Dataset records START
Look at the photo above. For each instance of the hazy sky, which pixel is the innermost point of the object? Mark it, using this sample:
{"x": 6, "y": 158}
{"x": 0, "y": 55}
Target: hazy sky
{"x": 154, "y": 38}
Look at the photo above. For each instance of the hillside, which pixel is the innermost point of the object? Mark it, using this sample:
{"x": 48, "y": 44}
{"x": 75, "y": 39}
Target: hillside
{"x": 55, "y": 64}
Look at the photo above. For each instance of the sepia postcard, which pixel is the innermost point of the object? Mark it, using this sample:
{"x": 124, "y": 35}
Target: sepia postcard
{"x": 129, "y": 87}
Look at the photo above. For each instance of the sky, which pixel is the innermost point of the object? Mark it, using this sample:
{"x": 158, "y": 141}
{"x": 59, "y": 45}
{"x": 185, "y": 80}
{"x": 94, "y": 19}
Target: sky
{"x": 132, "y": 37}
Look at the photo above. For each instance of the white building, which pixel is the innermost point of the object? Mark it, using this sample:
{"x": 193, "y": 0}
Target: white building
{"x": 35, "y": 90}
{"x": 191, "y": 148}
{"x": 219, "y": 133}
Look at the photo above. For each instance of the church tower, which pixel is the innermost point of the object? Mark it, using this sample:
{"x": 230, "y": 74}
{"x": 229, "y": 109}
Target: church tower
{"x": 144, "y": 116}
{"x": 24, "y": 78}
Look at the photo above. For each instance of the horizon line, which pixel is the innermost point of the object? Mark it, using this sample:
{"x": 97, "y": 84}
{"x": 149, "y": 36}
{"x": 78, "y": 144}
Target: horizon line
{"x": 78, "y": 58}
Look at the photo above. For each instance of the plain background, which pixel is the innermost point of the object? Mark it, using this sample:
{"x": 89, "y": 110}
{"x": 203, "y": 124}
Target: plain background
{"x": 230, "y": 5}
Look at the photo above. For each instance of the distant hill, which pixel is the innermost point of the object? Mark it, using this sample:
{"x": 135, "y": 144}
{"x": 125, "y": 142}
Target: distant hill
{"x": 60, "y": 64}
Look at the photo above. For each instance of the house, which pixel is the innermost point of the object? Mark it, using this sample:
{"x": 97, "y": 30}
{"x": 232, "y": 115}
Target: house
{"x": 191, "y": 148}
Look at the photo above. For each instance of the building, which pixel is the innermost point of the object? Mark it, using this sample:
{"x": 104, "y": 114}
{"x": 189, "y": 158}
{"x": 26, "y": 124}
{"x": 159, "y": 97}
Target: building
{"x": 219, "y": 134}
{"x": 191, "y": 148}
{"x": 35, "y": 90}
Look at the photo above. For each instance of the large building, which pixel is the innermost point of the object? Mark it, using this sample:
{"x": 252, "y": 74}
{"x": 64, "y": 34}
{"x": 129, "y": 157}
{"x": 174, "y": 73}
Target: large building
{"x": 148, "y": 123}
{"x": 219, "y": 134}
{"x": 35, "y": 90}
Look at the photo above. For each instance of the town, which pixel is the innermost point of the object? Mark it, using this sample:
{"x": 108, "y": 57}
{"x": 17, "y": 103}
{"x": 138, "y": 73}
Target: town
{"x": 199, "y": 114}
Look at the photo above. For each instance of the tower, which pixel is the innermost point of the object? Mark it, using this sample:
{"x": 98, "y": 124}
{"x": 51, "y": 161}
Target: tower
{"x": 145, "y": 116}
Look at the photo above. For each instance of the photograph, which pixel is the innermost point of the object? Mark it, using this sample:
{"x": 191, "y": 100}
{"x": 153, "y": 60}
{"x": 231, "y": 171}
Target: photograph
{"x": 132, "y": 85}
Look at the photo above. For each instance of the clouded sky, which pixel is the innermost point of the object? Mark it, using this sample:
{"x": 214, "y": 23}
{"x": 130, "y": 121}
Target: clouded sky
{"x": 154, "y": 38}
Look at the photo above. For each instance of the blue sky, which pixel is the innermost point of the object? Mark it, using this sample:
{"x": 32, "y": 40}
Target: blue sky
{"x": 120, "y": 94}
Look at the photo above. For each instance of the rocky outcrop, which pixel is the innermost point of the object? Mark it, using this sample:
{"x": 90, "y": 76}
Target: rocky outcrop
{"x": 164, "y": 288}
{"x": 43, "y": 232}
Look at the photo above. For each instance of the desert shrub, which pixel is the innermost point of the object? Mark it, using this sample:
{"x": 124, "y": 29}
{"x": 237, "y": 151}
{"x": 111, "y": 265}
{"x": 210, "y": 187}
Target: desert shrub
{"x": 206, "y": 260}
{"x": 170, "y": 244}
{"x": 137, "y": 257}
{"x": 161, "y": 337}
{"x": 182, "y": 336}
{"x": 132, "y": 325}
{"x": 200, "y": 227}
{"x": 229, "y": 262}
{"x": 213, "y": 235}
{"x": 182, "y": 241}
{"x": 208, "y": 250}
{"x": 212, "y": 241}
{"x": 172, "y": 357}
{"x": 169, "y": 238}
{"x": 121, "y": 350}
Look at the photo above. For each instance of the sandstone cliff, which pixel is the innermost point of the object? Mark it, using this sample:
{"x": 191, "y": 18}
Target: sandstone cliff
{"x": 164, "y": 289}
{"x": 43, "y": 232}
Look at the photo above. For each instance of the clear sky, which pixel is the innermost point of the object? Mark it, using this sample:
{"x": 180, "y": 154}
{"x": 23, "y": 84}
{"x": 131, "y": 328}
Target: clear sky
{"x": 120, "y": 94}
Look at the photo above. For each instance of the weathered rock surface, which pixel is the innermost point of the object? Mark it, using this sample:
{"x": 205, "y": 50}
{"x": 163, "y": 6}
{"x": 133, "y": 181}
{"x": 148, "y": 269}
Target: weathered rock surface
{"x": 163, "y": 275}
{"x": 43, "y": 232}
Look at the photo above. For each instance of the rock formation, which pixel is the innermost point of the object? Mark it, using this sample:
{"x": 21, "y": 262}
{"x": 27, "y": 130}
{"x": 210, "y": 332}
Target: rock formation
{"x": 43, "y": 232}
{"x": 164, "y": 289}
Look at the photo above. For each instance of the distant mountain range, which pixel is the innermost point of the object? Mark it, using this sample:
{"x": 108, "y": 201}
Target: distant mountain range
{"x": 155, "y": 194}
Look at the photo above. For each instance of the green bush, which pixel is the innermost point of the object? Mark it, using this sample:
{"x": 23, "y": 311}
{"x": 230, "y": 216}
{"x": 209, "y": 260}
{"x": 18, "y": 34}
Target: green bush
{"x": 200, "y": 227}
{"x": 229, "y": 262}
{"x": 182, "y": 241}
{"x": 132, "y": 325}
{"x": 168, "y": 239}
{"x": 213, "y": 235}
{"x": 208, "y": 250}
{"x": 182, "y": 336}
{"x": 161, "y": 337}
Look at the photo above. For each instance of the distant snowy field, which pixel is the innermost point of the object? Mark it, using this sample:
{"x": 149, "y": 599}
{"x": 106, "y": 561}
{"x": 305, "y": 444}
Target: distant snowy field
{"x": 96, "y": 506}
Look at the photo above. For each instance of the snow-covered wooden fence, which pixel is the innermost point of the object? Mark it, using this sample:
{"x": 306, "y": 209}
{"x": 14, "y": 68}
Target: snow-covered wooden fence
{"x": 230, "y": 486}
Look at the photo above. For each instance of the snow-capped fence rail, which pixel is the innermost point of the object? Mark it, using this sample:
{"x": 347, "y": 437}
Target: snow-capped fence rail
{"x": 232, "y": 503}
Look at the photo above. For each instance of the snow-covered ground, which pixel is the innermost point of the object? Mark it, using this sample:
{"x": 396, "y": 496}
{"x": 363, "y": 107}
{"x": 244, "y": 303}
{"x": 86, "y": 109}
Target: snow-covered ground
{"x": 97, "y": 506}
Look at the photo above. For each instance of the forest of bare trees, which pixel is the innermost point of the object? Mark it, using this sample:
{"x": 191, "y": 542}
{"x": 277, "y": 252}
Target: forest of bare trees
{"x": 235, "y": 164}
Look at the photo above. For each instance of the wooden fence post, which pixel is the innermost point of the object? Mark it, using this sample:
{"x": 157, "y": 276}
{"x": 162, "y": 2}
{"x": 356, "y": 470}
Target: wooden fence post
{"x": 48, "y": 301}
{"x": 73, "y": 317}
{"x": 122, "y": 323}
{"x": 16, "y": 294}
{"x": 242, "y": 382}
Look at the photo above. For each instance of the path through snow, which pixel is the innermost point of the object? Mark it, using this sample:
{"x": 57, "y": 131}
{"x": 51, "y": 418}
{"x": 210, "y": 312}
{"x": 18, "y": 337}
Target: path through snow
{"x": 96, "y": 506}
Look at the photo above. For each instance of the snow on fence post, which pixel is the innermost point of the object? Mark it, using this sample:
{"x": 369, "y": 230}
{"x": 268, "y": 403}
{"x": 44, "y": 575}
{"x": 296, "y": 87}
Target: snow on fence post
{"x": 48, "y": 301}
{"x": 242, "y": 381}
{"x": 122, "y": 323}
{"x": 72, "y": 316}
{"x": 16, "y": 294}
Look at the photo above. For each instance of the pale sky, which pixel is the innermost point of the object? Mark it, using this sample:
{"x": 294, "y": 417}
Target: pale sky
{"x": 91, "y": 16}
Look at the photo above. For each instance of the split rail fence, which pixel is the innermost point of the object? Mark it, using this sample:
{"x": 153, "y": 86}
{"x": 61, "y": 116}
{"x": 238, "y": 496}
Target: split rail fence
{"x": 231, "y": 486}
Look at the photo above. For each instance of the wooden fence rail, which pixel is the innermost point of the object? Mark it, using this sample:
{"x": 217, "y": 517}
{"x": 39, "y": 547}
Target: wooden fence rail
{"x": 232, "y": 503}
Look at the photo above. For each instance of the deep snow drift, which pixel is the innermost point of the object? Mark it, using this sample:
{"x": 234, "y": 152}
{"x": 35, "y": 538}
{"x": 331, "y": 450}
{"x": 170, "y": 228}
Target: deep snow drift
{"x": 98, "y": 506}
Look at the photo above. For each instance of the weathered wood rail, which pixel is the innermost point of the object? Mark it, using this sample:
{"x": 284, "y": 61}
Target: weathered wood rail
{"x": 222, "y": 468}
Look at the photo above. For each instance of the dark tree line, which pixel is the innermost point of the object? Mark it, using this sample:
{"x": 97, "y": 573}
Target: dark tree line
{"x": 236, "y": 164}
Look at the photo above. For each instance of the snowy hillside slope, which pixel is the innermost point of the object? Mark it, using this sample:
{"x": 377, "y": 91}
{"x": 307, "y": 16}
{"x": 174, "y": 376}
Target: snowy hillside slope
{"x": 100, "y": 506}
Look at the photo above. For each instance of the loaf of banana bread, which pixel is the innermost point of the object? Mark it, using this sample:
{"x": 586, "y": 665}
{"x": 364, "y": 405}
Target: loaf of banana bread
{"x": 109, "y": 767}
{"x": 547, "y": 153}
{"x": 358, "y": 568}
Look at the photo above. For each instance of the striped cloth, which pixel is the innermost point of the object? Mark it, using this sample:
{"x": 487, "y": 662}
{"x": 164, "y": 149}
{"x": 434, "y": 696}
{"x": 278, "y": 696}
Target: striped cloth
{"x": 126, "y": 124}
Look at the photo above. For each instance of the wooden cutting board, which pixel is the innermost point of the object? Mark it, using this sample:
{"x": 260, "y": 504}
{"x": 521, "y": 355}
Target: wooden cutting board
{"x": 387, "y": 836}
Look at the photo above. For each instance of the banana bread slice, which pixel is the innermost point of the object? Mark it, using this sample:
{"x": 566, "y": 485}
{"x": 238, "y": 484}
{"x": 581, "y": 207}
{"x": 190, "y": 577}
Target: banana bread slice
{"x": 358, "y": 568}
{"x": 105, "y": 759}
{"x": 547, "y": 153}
Dataset records END
(Problem): Nothing before the line containing "Look at the photo above. For each instance of the deep" should be repeated; repeat that line and all later lines through the end of the data above, exactly.

(Result for this exercise):
Look at the photo above. For each instance of the deep snow drift, which pixel is the innermost point of the object? Mark it, using this sample:
{"x": 234, "y": 152}
{"x": 35, "y": 538}
{"x": 331, "y": 450}
{"x": 170, "y": 228}
Target: deep snow drift
{"x": 98, "y": 506}
Look at the photo above. For each instance of the weathered wood rail, which pixel is the innermost point of the object? Mark it, using this sample:
{"x": 284, "y": 61}
Target: weathered wood rail
{"x": 222, "y": 468}
Look at the photo above. For each instance of the dark tree line, which pixel is the innermost point of the object? Mark it, using this sample:
{"x": 97, "y": 573}
Target: dark tree line
{"x": 236, "y": 164}
Look at the photo above. For each instance of the snowy hillside slope, which pixel is the innermost point of the object? Mark it, using this sample:
{"x": 377, "y": 91}
{"x": 307, "y": 16}
{"x": 174, "y": 376}
Target: snowy hillside slope
{"x": 100, "y": 506}
Look at the photo above. For each instance of the loaf of banana bread, which pixel is the innermost point of the object? Mark it, using this sample:
{"x": 586, "y": 665}
{"x": 364, "y": 405}
Target: loaf of banana bread
{"x": 109, "y": 767}
{"x": 547, "y": 153}
{"x": 358, "y": 568}
Look at the photo above. For each instance of the striped cloth, which pixel is the innermost point of the object? Mark it, using this sample:
{"x": 487, "y": 662}
{"x": 164, "y": 149}
{"x": 434, "y": 696}
{"x": 278, "y": 696}
Target: striped cloth
{"x": 126, "y": 124}
Look at the photo above. For each instance of the wooden cutting board, which pixel is the innermost point of the object? Mark it, using this sample:
{"x": 260, "y": 504}
{"x": 521, "y": 355}
Target: wooden cutting board
{"x": 387, "y": 836}
Look at the photo above. For each instance of the banana bread slice, which pixel is the innermost point of the object? Mark it, using this sample:
{"x": 566, "y": 485}
{"x": 238, "y": 484}
{"x": 581, "y": 207}
{"x": 190, "y": 577}
Target: banana bread slice
{"x": 358, "y": 568}
{"x": 105, "y": 759}
{"x": 547, "y": 153}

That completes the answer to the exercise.